December 8, 2011
Many Women Do Not Undergo Breast Reconstruction After Mastectomy
Despite the benefits, only a small minority of women, regardless of age, are opting for immediate reconstructive breast surgery after undergoing mastectomy for treatment of breast cancer, according to data presented at the 2011 CTRC-AACR San Antonio Breast Cancer Symposium, held Dec. 6-10, 2011.
Research has shown that immediate breast reconstruction after mastectomy improves psychological well-being and quality of life and provides women with improved body image and self-esteem compared with delaying the procedure.However, data from this study, presented by Dawn Hershman, M.D., associate professor of medicine and epidemiology at Columbia University Medical Center in New York, indicate that only about one third of women undergo the procedure.
Hershman and colleagues identified 106,988 women with breast cancer who underwent mastectomy between 2000 and 2010. They identified these women using insurance codes and then examined data on the frequency of reconstruction by a number of factors including age, race, number of procedures performed in the hospital and type of insurance.

++++++

Answer these about the article on breast reconstruction after mastectomy:
(a) On what dates was the 2011 CTRC-AACR San Antonio Breast Cancer Symposium held?
(b) About what share of women undergo immediate reconstruction, according to the study's data?
(c) How many women with breast cancer who underwent mastectomy did Hershman and colleagues identify, and over what years?

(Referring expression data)
++++++

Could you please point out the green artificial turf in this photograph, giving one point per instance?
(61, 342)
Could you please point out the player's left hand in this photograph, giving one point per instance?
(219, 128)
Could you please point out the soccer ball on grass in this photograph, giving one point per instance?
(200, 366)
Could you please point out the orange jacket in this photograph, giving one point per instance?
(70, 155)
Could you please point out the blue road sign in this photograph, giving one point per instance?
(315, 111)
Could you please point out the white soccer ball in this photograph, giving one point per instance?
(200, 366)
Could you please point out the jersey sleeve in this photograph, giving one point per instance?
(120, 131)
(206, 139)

++++++

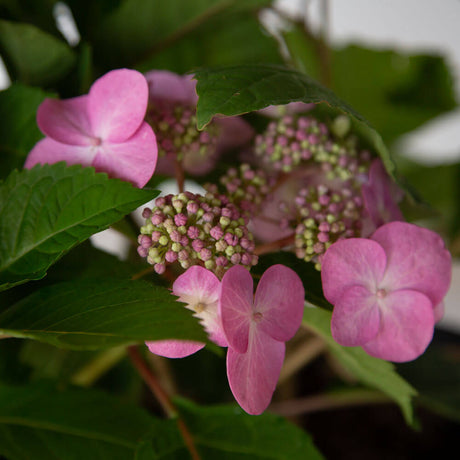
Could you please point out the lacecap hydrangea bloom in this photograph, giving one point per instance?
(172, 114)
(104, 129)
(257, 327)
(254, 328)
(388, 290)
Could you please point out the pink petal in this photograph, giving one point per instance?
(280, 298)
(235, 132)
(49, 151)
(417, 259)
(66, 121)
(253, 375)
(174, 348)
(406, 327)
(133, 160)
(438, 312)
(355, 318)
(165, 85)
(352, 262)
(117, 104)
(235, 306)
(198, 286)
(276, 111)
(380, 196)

++++++

Answer to the problem »
(a) Dec. 6-10, 2011
(b) About one third
(c) 106,988 women, between 2000 and 2010